[Stored data entries]
====

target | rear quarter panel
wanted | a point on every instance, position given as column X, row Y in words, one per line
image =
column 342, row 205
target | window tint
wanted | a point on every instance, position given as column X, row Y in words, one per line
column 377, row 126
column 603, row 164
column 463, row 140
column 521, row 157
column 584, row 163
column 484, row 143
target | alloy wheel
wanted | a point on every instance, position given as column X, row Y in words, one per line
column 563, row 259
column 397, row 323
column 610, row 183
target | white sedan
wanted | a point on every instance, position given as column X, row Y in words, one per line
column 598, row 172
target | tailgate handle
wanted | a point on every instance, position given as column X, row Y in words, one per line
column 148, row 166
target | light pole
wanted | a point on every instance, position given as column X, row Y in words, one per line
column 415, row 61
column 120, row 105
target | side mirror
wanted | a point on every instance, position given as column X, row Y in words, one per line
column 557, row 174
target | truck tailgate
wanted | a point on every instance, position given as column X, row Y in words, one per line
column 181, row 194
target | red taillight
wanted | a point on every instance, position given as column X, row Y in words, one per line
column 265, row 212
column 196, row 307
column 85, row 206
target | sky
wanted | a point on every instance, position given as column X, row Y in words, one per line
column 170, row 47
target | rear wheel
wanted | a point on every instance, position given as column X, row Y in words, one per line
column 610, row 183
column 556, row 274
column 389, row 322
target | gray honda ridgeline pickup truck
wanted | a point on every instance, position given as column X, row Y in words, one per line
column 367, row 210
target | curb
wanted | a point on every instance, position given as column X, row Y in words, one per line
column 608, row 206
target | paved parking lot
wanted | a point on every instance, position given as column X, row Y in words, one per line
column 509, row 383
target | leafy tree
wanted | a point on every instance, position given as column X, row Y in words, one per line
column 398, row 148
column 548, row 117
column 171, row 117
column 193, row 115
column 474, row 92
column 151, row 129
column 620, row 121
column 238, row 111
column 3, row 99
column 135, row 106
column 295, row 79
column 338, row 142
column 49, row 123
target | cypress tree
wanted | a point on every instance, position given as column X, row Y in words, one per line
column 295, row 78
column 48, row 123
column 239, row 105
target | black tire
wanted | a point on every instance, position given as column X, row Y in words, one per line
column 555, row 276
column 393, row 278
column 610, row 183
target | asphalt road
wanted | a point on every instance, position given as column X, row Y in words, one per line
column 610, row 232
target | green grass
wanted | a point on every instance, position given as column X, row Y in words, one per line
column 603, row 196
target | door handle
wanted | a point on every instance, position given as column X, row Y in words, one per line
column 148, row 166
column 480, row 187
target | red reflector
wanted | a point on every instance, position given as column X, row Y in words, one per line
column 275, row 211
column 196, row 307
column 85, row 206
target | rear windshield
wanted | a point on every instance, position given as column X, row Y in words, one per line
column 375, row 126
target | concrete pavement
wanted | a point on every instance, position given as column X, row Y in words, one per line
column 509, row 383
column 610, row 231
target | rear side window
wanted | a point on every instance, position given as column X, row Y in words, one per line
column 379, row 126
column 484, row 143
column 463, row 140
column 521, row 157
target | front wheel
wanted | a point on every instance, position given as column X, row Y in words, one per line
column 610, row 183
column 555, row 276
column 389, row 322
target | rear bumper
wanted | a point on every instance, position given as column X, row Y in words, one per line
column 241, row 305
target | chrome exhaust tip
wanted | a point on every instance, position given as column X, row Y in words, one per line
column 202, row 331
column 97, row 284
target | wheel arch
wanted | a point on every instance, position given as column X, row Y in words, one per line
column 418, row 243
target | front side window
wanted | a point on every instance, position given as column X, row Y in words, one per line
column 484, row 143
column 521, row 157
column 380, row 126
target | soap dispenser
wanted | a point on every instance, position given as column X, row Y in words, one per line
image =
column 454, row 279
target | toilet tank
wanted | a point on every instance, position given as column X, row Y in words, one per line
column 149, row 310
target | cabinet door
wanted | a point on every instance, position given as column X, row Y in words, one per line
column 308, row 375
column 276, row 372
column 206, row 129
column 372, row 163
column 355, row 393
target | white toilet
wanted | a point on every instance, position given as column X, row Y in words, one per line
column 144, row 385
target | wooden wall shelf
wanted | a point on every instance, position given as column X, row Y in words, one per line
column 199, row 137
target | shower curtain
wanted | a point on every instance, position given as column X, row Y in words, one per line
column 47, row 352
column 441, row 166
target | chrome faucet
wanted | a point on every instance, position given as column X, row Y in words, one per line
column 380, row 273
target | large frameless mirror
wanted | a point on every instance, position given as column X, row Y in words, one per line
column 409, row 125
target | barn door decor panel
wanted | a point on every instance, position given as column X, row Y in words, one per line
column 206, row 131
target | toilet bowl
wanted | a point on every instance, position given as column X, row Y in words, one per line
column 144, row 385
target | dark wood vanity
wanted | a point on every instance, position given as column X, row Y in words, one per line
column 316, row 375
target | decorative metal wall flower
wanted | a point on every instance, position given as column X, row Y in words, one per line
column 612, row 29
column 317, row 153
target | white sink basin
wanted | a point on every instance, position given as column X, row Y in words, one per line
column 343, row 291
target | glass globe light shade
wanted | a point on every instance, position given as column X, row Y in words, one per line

====

### Work task:
Generate an exact reproduction of all entries.

### Solution:
target | rear quarter panel
wanted | a point on every instance, position given as column X, row Y in words, one per line
image =
column 342, row 205
target | window tint
wanted | a point on every instance, position given as column X, row Y in words, one per line
column 377, row 126
column 603, row 164
column 463, row 140
column 521, row 157
column 584, row 163
column 484, row 143
target | alloy wheel
wanted | a point on every instance, position given as column X, row Y in words, one per line
column 563, row 259
column 397, row 323
column 610, row 183
target | white sedan
wanted | a point on every instance, position given as column X, row Y in words, one per line
column 598, row 172
target | tailgate handle
wanted | a point on every instance, position given as column X, row Y in words, one per line
column 148, row 166
target | light pole
wanted | a point on every instance, position given as column X, row Y in words, one per line
column 415, row 61
column 120, row 105
target | side mirror
wanted | a point on every instance, position given as column X, row Y in words, one per line
column 557, row 174
target | truck tailgate
wanted | a point on every instance, position given as column X, row Y in words, one per line
column 181, row 194
target | red taillight
wanted | a point on every instance, position given as column X, row Y in words, one per line
column 265, row 212
column 196, row 307
column 85, row 206
target | sky
wanted | a point on every instance, position given as column X, row Y in words, one per line
column 170, row 47
target | rear wheel
wanted | a point on every instance, position given as column X, row Y in words, one per line
column 610, row 183
column 556, row 274
column 389, row 322
target | gray honda ridgeline pickup truck
wanted | a point on every instance, position given as column X, row Y in words, one per line
column 367, row 210
target | curb
wanted | a point on every instance, position given as column X, row Y in words, one per line
column 608, row 206
target | paved parking lot
wanted | a point on every instance, position given as column X, row Y in words, one per line
column 509, row 383
target | leafy tree
wanted | a point on every instance, position given as column X, row Y in words, one per line
column 398, row 148
column 548, row 117
column 171, row 117
column 193, row 115
column 474, row 92
column 151, row 129
column 620, row 121
column 238, row 111
column 3, row 99
column 135, row 106
column 295, row 79
column 338, row 142
column 49, row 123
target | cypress tree
wanted | a point on every instance, position given as column X, row Y in words, one per line
column 295, row 78
column 48, row 123
column 239, row 105
target | black tire
wanted | a point on every instance, position given as column X, row Y in words, one per line
column 555, row 276
column 393, row 278
column 610, row 183
target | asphalt road
wanted | a point on every instance, position given as column X, row Y in words, one per line
column 610, row 232
target | green grass
wanted | a point on every instance, position given as column X, row Y in words, one per line
column 603, row 196
target | door handle
wanted | a point on every instance, position given as column X, row Y in words, one per line
column 148, row 166
column 480, row 187
target | red reflector
wanted | a point on every instance, position given as column X, row Y in words, one per line
column 275, row 211
column 196, row 307
column 85, row 206
target | rear windshield
wanted | a point on every instance, position given as column X, row Y in words, one per line
column 375, row 126
target | concrete pavement
wanted | a point on every instance, position given as column X, row Y in words, one per line
column 509, row 383
column 610, row 231
target | rear side window
wanted | a point on every instance, position given as column X, row Y in words, one per line
column 379, row 126
column 484, row 143
column 463, row 140
column 521, row 157
target | front wheel
wanted | a point on every instance, position given as column X, row Y in words, one per line
column 610, row 183
column 555, row 276
column 389, row 322
target | rear bumper
wanted | a point on every instance, position given as column X, row Y in words, one per line
column 241, row 305
target | chrome exhaust tip
wanted | a point on every instance, position given as column X, row Y in words, one per line
column 202, row 331
column 97, row 284
target | wheel arch
wanted | a point on every instance, position given as column X, row Y in words, one per line
column 418, row 243
target | front side window
wanted | a point on every instance, position given as column X, row Y in words, one per line
column 484, row 143
column 521, row 157
column 380, row 126
target | soap dispenser
wanted | a point on every instance, position given as column X, row Y in words, one per line
image =
column 454, row 279
target | toilet tank
wanted | a point on every instance, position given as column X, row Y in words, one per line
column 149, row 310
target | cabinet door
wanted | a point on every instance, position given as column X, row Y in words, one per line
column 308, row 375
column 276, row 372
column 206, row 129
column 372, row 163
column 355, row 393
target | white toilet
wanted | a point on every instance, position given as column X, row Y in words, one per line
column 144, row 385
target | wooden wall shelf
wanted | a point on every instance, position given as column X, row Y in words, one per line
column 199, row 137
target | shower curtain
wanted | a point on every instance, position given as column X, row Y in words, one per line
column 47, row 352
column 441, row 166
target | chrome faucet
wanted | a point on every instance, position given as column X, row Y in words, one per line
column 380, row 273
target | large frameless mirror
wanted | a point on every instance, position given as column X, row Y in words, one per line
column 409, row 125
target | barn door decor panel
wanted | a point on every instance, position given as column X, row Y in words, one per line
column 206, row 131
target | toilet bowl
wanted | a point on every instance, position given as column X, row Y in words, one per line
column 144, row 385
target | dark wood vanity
wanted | a point on every instance, position given as column X, row Y in words, one per line
column 316, row 375
target | decorative metal wall flower
wanted | a point on every instance, position given as column X, row Y in words, one per line
column 612, row 29
column 317, row 153
target | white sink basin
wanted | a point on every instance, position given as column X, row Y in words, one per line
column 343, row 291
target | glass globe light shade
wanted | a point on every instance, position given as column X, row Y in words, one per line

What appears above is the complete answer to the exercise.